What is needed:
Where in the data below does the word "item" appear? Copy every line that has it.

Records:
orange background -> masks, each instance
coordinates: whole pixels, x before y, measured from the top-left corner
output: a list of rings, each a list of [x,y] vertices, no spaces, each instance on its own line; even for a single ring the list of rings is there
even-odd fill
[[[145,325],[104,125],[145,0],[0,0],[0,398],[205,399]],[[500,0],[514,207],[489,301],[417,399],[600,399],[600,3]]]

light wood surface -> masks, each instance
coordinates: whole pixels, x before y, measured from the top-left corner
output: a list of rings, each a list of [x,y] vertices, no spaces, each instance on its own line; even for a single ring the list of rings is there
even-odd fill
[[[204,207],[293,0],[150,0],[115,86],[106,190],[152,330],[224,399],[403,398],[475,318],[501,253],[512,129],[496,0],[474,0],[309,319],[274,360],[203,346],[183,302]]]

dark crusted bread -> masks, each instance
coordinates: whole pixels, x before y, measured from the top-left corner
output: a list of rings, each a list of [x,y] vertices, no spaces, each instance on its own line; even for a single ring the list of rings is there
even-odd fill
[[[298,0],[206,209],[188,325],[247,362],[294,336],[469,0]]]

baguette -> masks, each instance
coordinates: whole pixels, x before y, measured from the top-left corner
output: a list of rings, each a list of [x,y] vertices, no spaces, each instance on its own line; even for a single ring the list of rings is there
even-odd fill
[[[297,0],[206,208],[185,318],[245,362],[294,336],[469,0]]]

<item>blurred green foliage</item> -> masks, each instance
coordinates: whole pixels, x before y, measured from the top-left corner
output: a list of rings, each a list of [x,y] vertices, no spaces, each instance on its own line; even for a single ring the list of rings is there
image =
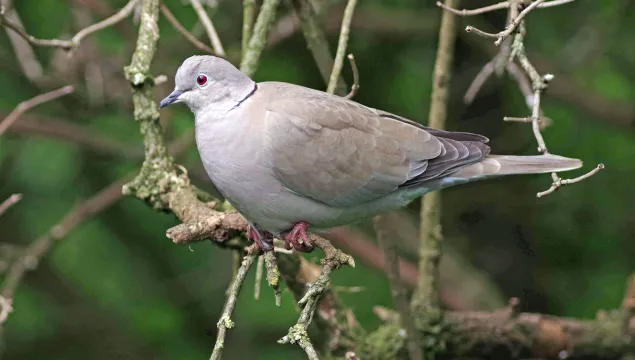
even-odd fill
[[[104,17],[123,0],[14,0],[24,26],[37,37],[64,37]],[[342,1],[335,1],[342,3]],[[180,21],[205,40],[191,7],[166,2]],[[349,51],[355,54],[361,89],[356,101],[425,122],[440,10],[433,1],[360,2]],[[488,4],[469,2],[470,7]],[[341,5],[341,4],[340,4]],[[324,22],[337,25],[335,4]],[[339,10],[338,10],[339,9]],[[239,1],[220,0],[210,10],[230,54],[240,48]],[[281,17],[287,14],[281,9]],[[467,24],[504,25],[504,12]],[[566,19],[566,21],[565,21]],[[554,124],[545,131],[553,153],[578,157],[601,174],[546,198],[535,193],[550,185],[549,176],[515,177],[456,187],[443,193],[446,243],[467,263],[482,269],[505,296],[521,299],[524,310],[591,318],[599,309],[620,303],[635,259],[635,4],[629,1],[577,1],[529,16],[527,49],[556,75],[568,78],[576,101],[545,95],[544,110]],[[87,22],[88,21],[88,22]],[[155,74],[170,81],[158,87],[157,99],[169,93],[172,75],[196,49],[161,20]],[[335,48],[337,26],[327,26]],[[0,34],[0,118],[20,101],[68,83],[73,95],[44,104],[24,121],[65,121],[117,143],[141,150],[132,120],[129,89],[122,67],[135,42],[131,19],[87,38],[74,58],[60,50],[35,49],[51,75],[36,86],[20,72],[11,44]],[[490,79],[472,105],[462,104],[470,82],[490,59],[491,41],[461,34],[452,83],[448,128],[474,131],[491,139],[496,153],[532,154],[535,141],[525,124],[502,117],[526,116],[524,99],[512,80]],[[51,61],[51,59],[57,59]],[[97,80],[92,73],[99,69]],[[344,76],[351,79],[345,66]],[[317,67],[299,32],[265,51],[256,80],[278,80],[324,89]],[[553,95],[553,96],[552,96]],[[586,97],[585,97],[586,96]],[[607,108],[585,111],[589,96],[609,101]],[[615,107],[630,109],[617,121]],[[193,122],[185,107],[163,113],[166,137],[186,134]],[[601,116],[605,114],[605,116]],[[27,119],[29,118],[29,119]],[[197,185],[212,189],[192,144],[179,163]],[[24,199],[0,218],[0,242],[25,246],[45,233],[75,203],[139,168],[140,159],[90,149],[69,141],[20,131],[0,138],[0,199],[14,192]],[[572,175],[581,174],[582,170]],[[410,211],[416,215],[418,203]],[[178,247],[165,237],[176,224],[169,215],[124,198],[86,221],[61,240],[29,273],[14,298],[6,324],[8,359],[201,359],[214,343],[215,324],[232,273],[231,256],[209,243]],[[368,224],[359,225],[368,229]],[[403,255],[416,260],[412,244]],[[317,262],[319,254],[308,256]],[[374,305],[391,306],[385,277],[358,260],[356,269],[334,276],[340,286],[362,286],[342,293],[368,329],[379,324]],[[303,358],[293,346],[276,344],[298,315],[289,293],[276,308],[269,289],[253,299],[253,276],[240,296],[230,331],[228,359]],[[453,289],[461,297],[461,288]]]

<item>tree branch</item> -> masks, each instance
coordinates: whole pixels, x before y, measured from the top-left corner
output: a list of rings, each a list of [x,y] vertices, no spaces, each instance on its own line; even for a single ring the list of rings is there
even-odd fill
[[[15,31],[18,35],[22,36],[26,41],[28,41],[31,45],[35,46],[47,46],[47,47],[60,47],[65,50],[72,50],[78,47],[83,38],[86,36],[103,30],[107,27],[113,26],[121,20],[125,19],[132,13],[134,7],[139,0],[130,0],[126,6],[124,6],[121,10],[119,10],[116,14],[112,15],[109,18],[106,18],[96,24],[90,25],[82,30],[80,30],[75,36],[71,38],[71,40],[59,40],[59,39],[37,39],[31,35],[29,35],[22,27],[18,24],[13,23],[5,16],[5,9],[0,8],[0,23],[5,27]]]
[[[128,178],[120,179],[110,184],[91,198],[73,207],[56,225],[44,235],[33,241],[13,261],[7,276],[2,283],[0,295],[11,299],[15,289],[28,271],[34,270],[42,257],[51,249],[57,240],[63,239],[86,219],[101,212],[121,198],[121,186]]]
[[[10,207],[22,200],[22,194],[13,194],[0,204],[0,216],[2,216]]]
[[[38,95],[29,100],[19,103],[18,106],[16,106],[15,109],[13,109],[13,111],[9,113],[9,115],[7,115],[7,117],[4,118],[2,122],[0,122],[0,136],[4,134],[4,132],[7,131],[9,126],[11,126],[16,120],[18,120],[20,116],[24,114],[26,111],[40,104],[43,104],[45,102],[55,100],[64,95],[68,95],[72,93],[73,91],[75,91],[75,88],[73,86],[68,85],[68,86],[64,86],[63,88],[49,91],[47,93]]]
[[[143,149],[92,131],[70,121],[39,115],[21,115],[8,130],[11,134],[44,136],[59,141],[76,144],[100,154],[108,154],[122,159],[138,160],[143,158]]]
[[[384,266],[388,282],[390,283],[392,301],[401,315],[401,324],[404,329],[406,329],[407,348],[410,354],[410,360],[422,360],[423,353],[421,352],[421,344],[419,343],[419,336],[415,331],[415,324],[410,313],[406,289],[403,287],[402,280],[399,277],[399,256],[397,254],[397,248],[394,239],[388,239],[388,231],[386,231],[385,225],[383,224],[386,221],[387,220],[381,216],[373,218],[377,240],[384,252]]]
[[[302,306],[302,312],[297,323],[289,328],[289,333],[282,339],[278,340],[280,344],[298,344],[309,359],[318,360],[317,352],[311,343],[311,339],[307,333],[308,327],[313,319],[313,314],[318,305],[320,296],[326,290],[330,281],[330,276],[333,270],[340,268],[343,265],[349,265],[355,267],[355,261],[349,255],[344,254],[341,250],[336,249],[331,243],[321,237],[309,234],[309,241],[313,246],[316,246],[324,251],[324,259],[322,259],[322,271],[317,277],[315,282],[311,284],[309,290],[298,301],[298,305]]]
[[[196,36],[192,35],[189,31],[187,31],[183,25],[181,25],[181,23],[179,22],[179,20],[174,16],[174,14],[172,14],[172,12],[170,11],[170,9],[168,9],[167,6],[165,6],[165,4],[161,3],[161,13],[163,13],[163,16],[165,16],[165,18],[168,20],[168,22],[170,24],[172,24],[172,27],[178,31],[181,35],[183,35],[183,37],[189,41],[192,45],[196,46],[199,50],[205,51],[206,53],[210,53],[210,54],[217,54],[217,52],[215,52],[212,48],[210,48],[209,46],[203,44],[202,42],[200,42]]]
[[[234,312],[234,308],[236,307],[236,300],[238,299],[238,294],[240,293],[240,288],[243,286],[243,282],[245,282],[245,277],[247,276],[247,272],[251,268],[251,265],[254,263],[256,256],[247,255],[243,258],[242,265],[238,268],[238,272],[236,272],[236,276],[232,281],[232,284],[229,288],[227,301],[225,302],[225,306],[223,307],[223,313],[221,314],[220,320],[218,320],[218,334],[216,335],[216,344],[214,345],[214,352],[212,352],[212,356],[210,360],[220,360],[221,355],[223,353],[223,347],[225,346],[225,333],[227,329],[231,329],[234,327],[234,322],[231,320],[231,315]]]
[[[8,18],[17,27],[22,28],[23,26],[20,21],[20,16],[15,8],[12,8],[11,0],[0,1],[0,7],[2,7],[2,5],[9,9],[9,11],[4,14],[5,18]],[[0,12],[2,12],[2,9],[0,9]],[[44,74],[44,69],[42,68],[42,64],[40,64],[40,61],[35,56],[33,47],[15,31],[9,29],[8,27],[5,27],[4,30],[9,37],[9,42],[13,47],[13,52],[15,53],[15,57],[18,59],[18,66],[22,69],[22,73],[31,82],[37,84]]]
[[[322,29],[318,21],[312,0],[289,1],[292,2],[295,13],[300,18],[300,27],[302,28],[304,39],[309,47],[309,51],[311,51],[315,59],[315,63],[320,70],[320,75],[322,75],[324,83],[328,86],[330,74],[334,66],[333,55],[331,54],[324,29]],[[337,80],[335,93],[344,95],[345,92],[346,83],[340,76]]]
[[[446,5],[454,7],[456,0],[446,0]],[[435,129],[445,127],[447,117],[449,86],[454,57],[456,19],[444,12],[439,32],[439,48],[434,64],[432,95],[428,126]],[[415,312],[430,313],[431,321],[439,312],[438,265],[441,257],[440,194],[438,191],[426,194],[421,204],[421,227],[419,247],[419,281],[412,296]]]
[[[388,324],[367,336],[360,344],[361,359],[376,359],[377,354],[397,358],[404,350],[398,318],[393,314]],[[436,348],[436,354],[440,359],[618,360],[635,354],[632,319],[623,309],[600,313],[596,320],[588,321],[517,313],[514,306],[494,312],[445,312],[435,333],[445,342]],[[420,336],[429,336],[420,330]]]
[[[544,8],[548,8],[548,7],[552,7],[552,6],[563,5],[563,4],[566,4],[566,3],[573,2],[573,1],[575,1],[575,0],[545,1],[545,2],[541,2],[541,3],[537,4],[536,8],[537,9],[544,9]],[[454,8],[449,7],[447,5],[444,5],[440,1],[437,1],[437,6],[440,7],[440,8],[443,8],[444,10],[450,11],[451,13],[453,13],[455,15],[459,15],[459,16],[473,16],[473,15],[484,14],[484,13],[487,13],[487,12],[490,12],[490,11],[508,9],[510,7],[511,3],[512,3],[512,1],[503,1],[503,2],[500,2],[498,4],[484,6],[482,8],[473,9],[473,10],[466,10],[466,9],[457,10],[457,9],[454,9]]]
[[[245,56],[249,46],[249,39],[254,29],[254,14],[256,0],[243,0],[243,34],[241,39],[241,56]]]
[[[276,17],[276,10],[279,3],[280,0],[264,0],[260,7],[260,14],[258,14],[258,18],[256,19],[254,32],[247,46],[247,52],[240,62],[240,71],[247,76],[252,76],[258,68],[258,60],[260,59],[262,50],[264,50],[267,44],[267,35]]]
[[[351,85],[351,91],[344,96],[347,99],[352,99],[359,90],[359,70],[357,70],[357,64],[355,63],[355,57],[353,54],[348,54],[348,60],[351,62],[351,69],[353,70],[353,85]]]
[[[342,18],[342,29],[340,30],[340,37],[337,43],[337,52],[335,53],[335,61],[333,64],[333,70],[331,71],[331,77],[326,92],[333,94],[335,87],[337,86],[340,73],[342,72],[342,66],[344,65],[344,55],[346,55],[346,46],[348,45],[348,35],[351,30],[351,21],[353,21],[353,13],[355,12],[355,6],[357,0],[348,0],[346,9],[344,10],[344,18]]]
[[[212,23],[212,20],[209,18],[209,16],[207,16],[207,12],[205,11],[203,5],[201,5],[201,2],[199,0],[190,0],[190,3],[192,4],[194,11],[196,11],[196,15],[198,15],[198,18],[201,20],[205,31],[207,32],[207,36],[212,43],[212,47],[214,47],[214,52],[220,57],[227,57],[227,54],[225,54],[225,49],[223,48],[223,43],[220,41],[220,37],[218,36],[216,28],[214,27],[214,23]]]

Solution:
<item>blurred green foliage</item> -> masks, each instance
<item>tree branch</item> -> masks, each instance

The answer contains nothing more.